Document segment>

The GUI accepts ‘Abundance’, ‘Absolute density’, or ‘Relative density’ as prediction value types. Users should select ‘Relative density’ for value types that are proportional to density but do not represent an absolute abundance or density (e.g. probability of occurrence or habitat preference; see Aarts, Fieber, & Matthiopoulos, 2012). The GUI allows the user to rescale these values if needed (described in Section 2.3 below).
2.2 Overlaying predictions
The overlay function, overlay_sdm, is the backbone of esdm. It overlays SDM predictions onto a single base geometry, transforming all predictions to the same spatial resolution and coordinate system (Figure 2). Within the GUI, users can choose which of the imported predictions to use as the base geometry and specify the coordinate system in which the overlay will be performed. They can also import polygons to clip or erase portions of the base geometry, such as to specify a study area or erase land from marine predictions.

The overlay function intersects the prediction polygons from an original SDM with the prediction polygons from the user‐selected base geometry (i.e. base geometry polygons). It then calculates the percentage of each base geometry polygon that overlaps with these intersected polygons, ignoring intersected polygons that have missing (i.e. ‘NA’) prediction values. If this percentage meets or exceeds the user‐specified percent overlap threshold, the function calculates the overlaid prediction as an area‐weighted average of the predictions of the intersected polygons (i.e. areal interpolation; Goodchild & Lam, 1980). Otherwise, the function assigns that base geometry polygon an overlaid prediction of ‘NA’, thereby excluding it from any ensembles. Associated uncertainty values and weights are also overlaid using an area‐weighted average.
2.3 Creating ensemble predictions
2.3.1 Rescaling different prediction value types
Overlaid predictions that have different prediction value types (e.g. absolute density vs. probability of occurrence), should be rescaled to ensure predictions do not contribute disproportionately to the ensemble. Users can either rescale predictions to a specified total abundance within the study area or, if they do not have an abundance estimate, rescale predictions to sum to one. These rescaling methods are inherently similar and result in ensembles with similar distribution patterns. However, only the abundance rescaling method results in an ensemble with a meaningful abundance estimate. If another rescaling method is desired, users can rescale predictions before importing them, or export and rescale overlaid predictions.
2.3.2 Ensemble method
Ensembles can be created using a weighted or unweighted average of the rescaled predictions. Weights can be based on evaluation metrics (i.e. evaluation metric values, rescaled to sum to one, of the overlaid predictions), the inverse of the variance of the overlaid predictions, or assigned by users either for the entire study area or for each prediction polygon. Users can also regionally exclude predictions from the ensemble if they have some a priori reason to do so (e.g. known biases in a specific region). esdm calculates uncertainty for the ensemble predictions using either the user‐specified prediction uncertainties or the among‐model variance.

What is being asked> Reproduce word for word the part of the esdm text that opens with the words containing "The overlay function intersects" and closes with "an area‐weighted average.".

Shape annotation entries
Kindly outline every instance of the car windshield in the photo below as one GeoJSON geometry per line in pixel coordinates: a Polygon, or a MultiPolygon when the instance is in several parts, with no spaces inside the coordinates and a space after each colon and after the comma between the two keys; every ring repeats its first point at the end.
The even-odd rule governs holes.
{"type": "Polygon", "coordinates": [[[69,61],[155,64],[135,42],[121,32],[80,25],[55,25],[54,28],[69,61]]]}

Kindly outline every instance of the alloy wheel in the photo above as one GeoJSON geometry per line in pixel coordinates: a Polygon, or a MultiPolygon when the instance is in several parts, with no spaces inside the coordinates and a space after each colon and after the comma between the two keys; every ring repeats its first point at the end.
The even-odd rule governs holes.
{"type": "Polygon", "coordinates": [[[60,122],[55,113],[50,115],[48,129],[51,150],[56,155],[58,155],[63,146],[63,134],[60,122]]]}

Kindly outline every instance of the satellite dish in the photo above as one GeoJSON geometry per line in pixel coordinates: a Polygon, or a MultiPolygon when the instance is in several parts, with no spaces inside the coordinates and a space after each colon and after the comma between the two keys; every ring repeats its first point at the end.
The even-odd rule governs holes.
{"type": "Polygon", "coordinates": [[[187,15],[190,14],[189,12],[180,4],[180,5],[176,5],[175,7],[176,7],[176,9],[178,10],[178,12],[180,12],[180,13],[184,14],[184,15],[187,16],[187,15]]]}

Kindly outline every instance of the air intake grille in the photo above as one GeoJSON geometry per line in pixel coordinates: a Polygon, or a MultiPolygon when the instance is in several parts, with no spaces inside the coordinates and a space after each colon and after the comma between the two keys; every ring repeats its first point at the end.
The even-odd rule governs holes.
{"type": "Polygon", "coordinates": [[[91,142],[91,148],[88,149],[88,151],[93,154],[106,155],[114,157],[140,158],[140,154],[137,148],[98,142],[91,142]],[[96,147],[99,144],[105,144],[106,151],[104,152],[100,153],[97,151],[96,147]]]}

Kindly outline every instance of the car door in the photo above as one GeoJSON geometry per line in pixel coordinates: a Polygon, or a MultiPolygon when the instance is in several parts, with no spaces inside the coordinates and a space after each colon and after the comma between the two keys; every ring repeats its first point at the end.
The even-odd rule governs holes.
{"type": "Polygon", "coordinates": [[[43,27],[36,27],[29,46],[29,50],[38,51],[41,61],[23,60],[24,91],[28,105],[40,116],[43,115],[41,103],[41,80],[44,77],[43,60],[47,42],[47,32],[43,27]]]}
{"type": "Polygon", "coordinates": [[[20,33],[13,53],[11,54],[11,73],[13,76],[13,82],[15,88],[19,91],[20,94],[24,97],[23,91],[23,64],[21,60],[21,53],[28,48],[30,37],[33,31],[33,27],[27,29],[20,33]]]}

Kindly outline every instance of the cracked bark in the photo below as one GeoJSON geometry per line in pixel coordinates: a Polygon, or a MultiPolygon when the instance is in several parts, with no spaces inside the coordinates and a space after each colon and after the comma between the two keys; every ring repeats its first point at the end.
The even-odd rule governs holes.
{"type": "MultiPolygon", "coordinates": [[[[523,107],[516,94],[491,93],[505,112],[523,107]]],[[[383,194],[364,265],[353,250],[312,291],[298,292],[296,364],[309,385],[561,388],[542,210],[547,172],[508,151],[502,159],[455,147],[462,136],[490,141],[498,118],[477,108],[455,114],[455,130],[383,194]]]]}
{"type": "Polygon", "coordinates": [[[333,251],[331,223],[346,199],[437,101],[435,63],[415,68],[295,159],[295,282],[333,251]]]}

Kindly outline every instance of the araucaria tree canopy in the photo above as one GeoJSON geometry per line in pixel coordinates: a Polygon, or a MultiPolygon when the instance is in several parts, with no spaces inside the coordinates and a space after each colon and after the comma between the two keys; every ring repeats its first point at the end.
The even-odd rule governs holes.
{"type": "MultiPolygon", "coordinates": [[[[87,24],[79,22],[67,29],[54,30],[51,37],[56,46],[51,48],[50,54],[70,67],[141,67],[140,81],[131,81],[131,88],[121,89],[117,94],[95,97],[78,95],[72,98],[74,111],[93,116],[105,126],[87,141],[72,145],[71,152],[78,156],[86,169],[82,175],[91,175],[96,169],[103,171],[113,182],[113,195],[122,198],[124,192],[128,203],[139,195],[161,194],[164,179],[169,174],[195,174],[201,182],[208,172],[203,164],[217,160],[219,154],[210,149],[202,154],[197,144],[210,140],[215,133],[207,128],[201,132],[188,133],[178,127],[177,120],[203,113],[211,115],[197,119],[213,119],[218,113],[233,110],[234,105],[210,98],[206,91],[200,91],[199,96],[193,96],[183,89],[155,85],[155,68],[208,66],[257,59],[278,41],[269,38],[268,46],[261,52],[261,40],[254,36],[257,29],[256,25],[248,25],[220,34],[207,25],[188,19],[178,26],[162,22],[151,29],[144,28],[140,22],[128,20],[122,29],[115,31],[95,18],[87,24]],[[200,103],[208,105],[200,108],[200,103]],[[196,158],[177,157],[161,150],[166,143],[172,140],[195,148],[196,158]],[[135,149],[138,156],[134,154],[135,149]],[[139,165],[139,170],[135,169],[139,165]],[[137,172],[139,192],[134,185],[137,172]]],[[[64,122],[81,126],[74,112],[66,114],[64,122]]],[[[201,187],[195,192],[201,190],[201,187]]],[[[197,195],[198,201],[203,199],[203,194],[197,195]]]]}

Output for this task>
The overlay function intersects the prediction polygons from an original SDM with the prediction polygons from the user‐selected base geometry (i.e. base geometry polygons). It then calculates the percentage of each base geometry polygon that overlaps with these intersected polygons, ignoring intersected polygons that have missing (i.e. ‘NA’) prediction values. If this percentage meets or exceeds the user‐specified percent overlap threshold, the function calculates the overlaid prediction as an area‐weighted average of the predictions of the intersected polygons (i.e. areal interpolation; Goodchild & Lam, 1980). Otherwise, the function assigns that base geometry polygon an overlaid prediction of ‘NA’, thereby excluding it from any ensembles. Associated uncertainty values and weights are also overlaid using an area‐weighted average.